In my article “My view of the book: Wittgenstein’s poker” (5/2/2021), I wrote:

I have not finished my reading of the book, Wittgenstein’s Poker (Copyright 2001 by David Edmonds and John Eidinow), cover to cover, and I suspected that I wouldn’t read through it since it seemed obvious to me a misrepresentation of Wittgenstein.”

Now, having finished the reading of the book cover to cover, I feel that I have better data to defend my opinions about Wittgenstein’s philosophy in his Tractatus (1922).

First, let’s see what are misunderstandings of Tractatus among those “deceased and great philosophers,” Bertrand Russell (1872-1970) and Karl Popper (1902-1994), to name the two.

Bertrand Russell, seventeen years older than Wittgenstein, a well-known mathematician (the author of The Principle of Mathematics) and a philosophy professor at Cambridge University, convinced Wittgenstein to give up his engineering study and become a philosopher student. Wittgenstein took Russell’s mathematical logic course at Cambridge in 1911 and started his ambition to solve the philosophical problems. In spite of his participation of the world war I (1914-1918), Wittgenstein completed this task in seven years, finished his writing, and truthfully and succinctly reflected his thoughts in its preface written in 1918. At the same time, Wittgenstein, sent his writing to Russell for critiquing. Unfortunately, Russell never truly understood Wittgenstein’s philosophy expressed in that writing.

Russell’s misunderstanding seems rather mysterious, so I will put it on side for now and concentrate on Karl Popper’s misunderstanding of Wittgenstein’s philosophy.

Karl Popper, thirteen years younger than Wittgenstein, a Viennese like Wittgenstein, a converted Jewish offspring like Wittgenstein, decided to make Wittgenstein his enemy in his philosophical endeavor (page 5 of Wittgenstein’s poker, “Popper saw Wittgenstein as philosophy’s ultimate enemy.”) Therefore, he annoyed, to say the least, and angered Wittgenstein greatly on October 25, 1946, while Wittgenstein had little idea who Karl Popper was and had never met him before attending that dramatic MSC meeting, leaving the legendary tale about Wittgenstein’s poker during Popper’s professional lifespan and beyond.

Let me analyze Popper’s critical views about Wittgenstein’s philosophy.

Problems or Puzzles

The later Wittgenstein used to speak of “puzzles,” caused by the philosophical misuse of language. I can only say that if I had no serious philosophical problems and no hope of solving them, I should have no excuse for being a philosopher: to my mind, there would be no apology for philosophy. –Popper (page 221, Wittgenstein’s poker)

According to the authors of Wittgenstein’s poker,

Russell was ultimately to regard the task attempted by Principia Mathematica as more Sisyphean than Herculean– or “unmitigated rubbish” in his words — and the real significance for philosophy came when he transferred the techniques he had employed in this work to the study of language and then to the perennial problems of metaphysics: the nature of existence, knowledge, and truth. … The great puzzle for philosophers was the relationship between language and the world. (page 223, Wittgenstein’s poker)

Coordinate annotation entries:
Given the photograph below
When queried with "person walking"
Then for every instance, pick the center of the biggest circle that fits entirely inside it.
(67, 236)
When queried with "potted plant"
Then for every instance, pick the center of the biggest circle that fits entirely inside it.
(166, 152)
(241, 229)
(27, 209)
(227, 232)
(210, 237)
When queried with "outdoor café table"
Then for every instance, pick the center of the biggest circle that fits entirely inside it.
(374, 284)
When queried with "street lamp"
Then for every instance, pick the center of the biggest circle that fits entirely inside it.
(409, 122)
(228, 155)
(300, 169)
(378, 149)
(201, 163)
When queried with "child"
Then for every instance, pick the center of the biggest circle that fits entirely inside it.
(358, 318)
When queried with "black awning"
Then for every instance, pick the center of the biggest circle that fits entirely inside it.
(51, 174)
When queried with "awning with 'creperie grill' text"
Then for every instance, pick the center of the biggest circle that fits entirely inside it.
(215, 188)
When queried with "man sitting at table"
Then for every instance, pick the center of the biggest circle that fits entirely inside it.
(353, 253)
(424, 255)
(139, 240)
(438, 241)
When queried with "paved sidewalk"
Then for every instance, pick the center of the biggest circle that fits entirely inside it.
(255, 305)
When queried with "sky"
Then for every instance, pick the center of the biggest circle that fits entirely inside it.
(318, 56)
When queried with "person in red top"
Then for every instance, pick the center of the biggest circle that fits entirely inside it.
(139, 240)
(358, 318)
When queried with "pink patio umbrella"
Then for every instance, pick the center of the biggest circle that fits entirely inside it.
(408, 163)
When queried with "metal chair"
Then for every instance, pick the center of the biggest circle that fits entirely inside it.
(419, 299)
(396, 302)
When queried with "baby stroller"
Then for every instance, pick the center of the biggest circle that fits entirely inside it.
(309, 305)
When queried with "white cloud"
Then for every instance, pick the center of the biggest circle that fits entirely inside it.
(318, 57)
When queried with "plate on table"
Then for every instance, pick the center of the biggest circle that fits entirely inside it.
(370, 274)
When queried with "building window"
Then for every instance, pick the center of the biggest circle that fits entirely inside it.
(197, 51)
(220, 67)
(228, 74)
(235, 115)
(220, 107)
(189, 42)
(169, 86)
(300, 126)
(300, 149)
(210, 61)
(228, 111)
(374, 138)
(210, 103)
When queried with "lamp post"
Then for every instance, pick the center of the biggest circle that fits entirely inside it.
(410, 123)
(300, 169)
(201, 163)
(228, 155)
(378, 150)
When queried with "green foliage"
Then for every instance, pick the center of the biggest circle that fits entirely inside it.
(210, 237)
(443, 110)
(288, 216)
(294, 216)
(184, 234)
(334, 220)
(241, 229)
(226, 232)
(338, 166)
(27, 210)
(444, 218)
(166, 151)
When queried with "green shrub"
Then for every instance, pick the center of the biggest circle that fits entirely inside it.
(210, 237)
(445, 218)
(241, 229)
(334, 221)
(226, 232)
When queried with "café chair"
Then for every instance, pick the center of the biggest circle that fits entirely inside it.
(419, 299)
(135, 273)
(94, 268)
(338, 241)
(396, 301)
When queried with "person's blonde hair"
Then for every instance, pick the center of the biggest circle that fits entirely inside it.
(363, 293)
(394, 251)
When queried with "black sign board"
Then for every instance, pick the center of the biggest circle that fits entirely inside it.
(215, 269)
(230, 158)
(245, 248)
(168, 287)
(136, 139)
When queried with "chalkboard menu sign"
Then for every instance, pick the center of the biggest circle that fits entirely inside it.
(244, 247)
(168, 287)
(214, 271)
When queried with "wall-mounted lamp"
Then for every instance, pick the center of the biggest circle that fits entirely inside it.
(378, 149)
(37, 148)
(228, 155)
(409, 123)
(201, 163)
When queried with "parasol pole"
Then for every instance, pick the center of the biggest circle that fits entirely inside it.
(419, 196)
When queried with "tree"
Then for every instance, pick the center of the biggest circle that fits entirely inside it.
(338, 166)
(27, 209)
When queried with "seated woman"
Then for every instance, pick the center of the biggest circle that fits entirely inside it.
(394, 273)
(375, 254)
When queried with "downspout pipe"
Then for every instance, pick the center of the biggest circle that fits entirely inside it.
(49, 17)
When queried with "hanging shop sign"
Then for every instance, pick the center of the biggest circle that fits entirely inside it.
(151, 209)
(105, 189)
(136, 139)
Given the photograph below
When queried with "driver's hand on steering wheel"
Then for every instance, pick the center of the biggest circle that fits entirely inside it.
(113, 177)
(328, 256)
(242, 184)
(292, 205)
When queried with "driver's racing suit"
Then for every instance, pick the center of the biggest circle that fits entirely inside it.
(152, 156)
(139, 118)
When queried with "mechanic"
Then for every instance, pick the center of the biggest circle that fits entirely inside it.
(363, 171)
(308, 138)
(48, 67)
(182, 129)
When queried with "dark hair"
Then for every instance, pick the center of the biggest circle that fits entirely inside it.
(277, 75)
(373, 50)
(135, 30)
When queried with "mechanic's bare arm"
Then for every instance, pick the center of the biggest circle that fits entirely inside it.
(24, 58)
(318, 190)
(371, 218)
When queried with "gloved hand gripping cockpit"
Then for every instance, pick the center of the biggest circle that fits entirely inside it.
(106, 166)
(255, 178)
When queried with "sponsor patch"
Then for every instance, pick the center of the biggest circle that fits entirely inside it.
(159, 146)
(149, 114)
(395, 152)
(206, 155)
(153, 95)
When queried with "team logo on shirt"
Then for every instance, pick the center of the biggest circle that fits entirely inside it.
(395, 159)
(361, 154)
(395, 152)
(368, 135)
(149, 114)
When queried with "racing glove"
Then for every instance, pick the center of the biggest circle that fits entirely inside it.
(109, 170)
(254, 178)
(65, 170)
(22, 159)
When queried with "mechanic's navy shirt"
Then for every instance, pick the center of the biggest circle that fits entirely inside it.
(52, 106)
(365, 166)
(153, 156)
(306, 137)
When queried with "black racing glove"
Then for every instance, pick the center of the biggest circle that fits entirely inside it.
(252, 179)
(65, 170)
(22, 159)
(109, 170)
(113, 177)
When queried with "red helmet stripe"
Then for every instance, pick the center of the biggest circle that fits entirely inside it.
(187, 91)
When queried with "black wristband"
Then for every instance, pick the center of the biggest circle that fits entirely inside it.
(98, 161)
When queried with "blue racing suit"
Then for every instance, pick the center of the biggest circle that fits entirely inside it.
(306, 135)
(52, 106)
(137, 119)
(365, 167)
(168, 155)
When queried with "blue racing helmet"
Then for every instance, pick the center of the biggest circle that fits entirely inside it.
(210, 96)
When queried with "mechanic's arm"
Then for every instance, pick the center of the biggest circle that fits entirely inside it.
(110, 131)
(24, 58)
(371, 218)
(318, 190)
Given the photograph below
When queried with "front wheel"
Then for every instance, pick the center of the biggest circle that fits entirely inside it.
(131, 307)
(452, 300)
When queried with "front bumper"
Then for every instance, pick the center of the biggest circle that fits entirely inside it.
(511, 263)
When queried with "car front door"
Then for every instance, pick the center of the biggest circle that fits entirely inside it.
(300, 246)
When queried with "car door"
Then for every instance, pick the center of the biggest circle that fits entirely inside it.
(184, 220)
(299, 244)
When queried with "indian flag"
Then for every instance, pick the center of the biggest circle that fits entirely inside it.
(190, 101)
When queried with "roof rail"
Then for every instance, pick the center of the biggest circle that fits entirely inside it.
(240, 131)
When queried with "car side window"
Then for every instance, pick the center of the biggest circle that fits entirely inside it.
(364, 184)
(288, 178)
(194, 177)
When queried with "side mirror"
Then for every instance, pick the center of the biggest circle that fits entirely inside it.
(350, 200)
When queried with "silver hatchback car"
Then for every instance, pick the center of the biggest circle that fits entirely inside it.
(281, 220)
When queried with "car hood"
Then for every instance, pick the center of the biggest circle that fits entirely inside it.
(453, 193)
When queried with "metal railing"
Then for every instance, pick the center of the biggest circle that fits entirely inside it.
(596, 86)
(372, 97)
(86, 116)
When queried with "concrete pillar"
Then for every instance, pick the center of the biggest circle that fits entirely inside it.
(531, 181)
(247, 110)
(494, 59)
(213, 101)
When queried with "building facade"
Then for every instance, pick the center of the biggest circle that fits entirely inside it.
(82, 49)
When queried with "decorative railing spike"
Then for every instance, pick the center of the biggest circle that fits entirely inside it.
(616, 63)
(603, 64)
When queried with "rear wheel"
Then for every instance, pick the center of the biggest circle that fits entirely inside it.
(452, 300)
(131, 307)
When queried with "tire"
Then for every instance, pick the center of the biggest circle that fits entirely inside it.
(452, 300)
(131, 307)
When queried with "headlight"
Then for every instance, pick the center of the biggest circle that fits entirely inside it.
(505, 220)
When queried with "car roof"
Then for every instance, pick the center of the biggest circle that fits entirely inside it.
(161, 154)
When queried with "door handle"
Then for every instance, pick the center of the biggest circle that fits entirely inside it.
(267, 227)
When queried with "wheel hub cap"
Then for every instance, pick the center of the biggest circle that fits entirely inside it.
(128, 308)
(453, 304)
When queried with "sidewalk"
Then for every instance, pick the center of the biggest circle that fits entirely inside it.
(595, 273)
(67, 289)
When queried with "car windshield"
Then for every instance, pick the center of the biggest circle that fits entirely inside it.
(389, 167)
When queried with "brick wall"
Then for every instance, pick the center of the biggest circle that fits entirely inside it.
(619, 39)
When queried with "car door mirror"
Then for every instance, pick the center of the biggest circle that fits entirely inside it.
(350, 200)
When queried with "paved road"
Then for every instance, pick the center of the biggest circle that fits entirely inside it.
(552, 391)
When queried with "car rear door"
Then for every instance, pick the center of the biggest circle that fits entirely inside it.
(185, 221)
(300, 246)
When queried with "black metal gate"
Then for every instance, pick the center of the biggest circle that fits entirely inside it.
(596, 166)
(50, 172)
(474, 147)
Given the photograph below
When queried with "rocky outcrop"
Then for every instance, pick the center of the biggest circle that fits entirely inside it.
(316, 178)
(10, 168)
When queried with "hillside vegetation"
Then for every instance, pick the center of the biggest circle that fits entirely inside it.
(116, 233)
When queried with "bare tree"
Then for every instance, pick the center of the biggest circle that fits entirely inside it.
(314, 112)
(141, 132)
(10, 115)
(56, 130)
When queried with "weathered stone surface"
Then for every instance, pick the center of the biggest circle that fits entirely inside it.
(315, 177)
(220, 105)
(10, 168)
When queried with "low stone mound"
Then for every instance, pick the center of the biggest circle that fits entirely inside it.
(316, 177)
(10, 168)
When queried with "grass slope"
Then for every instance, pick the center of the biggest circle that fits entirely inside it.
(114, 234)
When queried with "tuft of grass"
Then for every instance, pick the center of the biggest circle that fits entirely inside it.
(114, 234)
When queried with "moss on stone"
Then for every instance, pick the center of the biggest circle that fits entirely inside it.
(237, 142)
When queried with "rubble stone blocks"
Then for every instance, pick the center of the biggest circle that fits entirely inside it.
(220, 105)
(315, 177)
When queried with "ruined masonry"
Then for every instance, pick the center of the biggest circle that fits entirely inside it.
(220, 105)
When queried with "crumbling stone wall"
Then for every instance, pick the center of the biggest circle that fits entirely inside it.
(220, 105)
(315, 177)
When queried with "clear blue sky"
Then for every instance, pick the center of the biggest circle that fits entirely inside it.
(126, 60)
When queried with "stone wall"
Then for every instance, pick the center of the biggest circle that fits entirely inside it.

PROBLEM 1: In the essay about Wittgenstein's Poker, on what date did Popper anger Wittgenstein at the MSC meeting?
PROBLEM 2: Pick up the essay about Wittgenstein's Poker after its last sentence and keep writing it.

TASK RESPONSE 1: October 25, 1946

TASK RESPONSE 2:
These were exactly motivated Wittgenstein to solve philosophical problems, and he concluded with “the misunderstanding of logic in our language.” (quoting from the 1918 preface of the 1922’s Tractatus.)

I could not agree with the conclusion more! As a computer language expert and a professional computer software maker, I think that human languages are no differences from computer languages in terms of making expressions. I would make a further claim that language is logic, parallel with “I think therefore I am.” (Descartes, 1595-1650)

Now, back to the concept of philosophical problems to Popper or the philosophical puzzles to Wittgenstein.

I am with Wittgenstein and I assume philosophical problems were dissolved into the logic or the language problems. Therefore, it is more accurate to use puzzle to describe philosophical issues since philosophizing over an issue is to clarify and elucidate the issue at hands. If all pieces of a puzzle is at hands, we can definitely solve the puzzle. Otherwise, we need to figure out where are the rest of puzzle pieces.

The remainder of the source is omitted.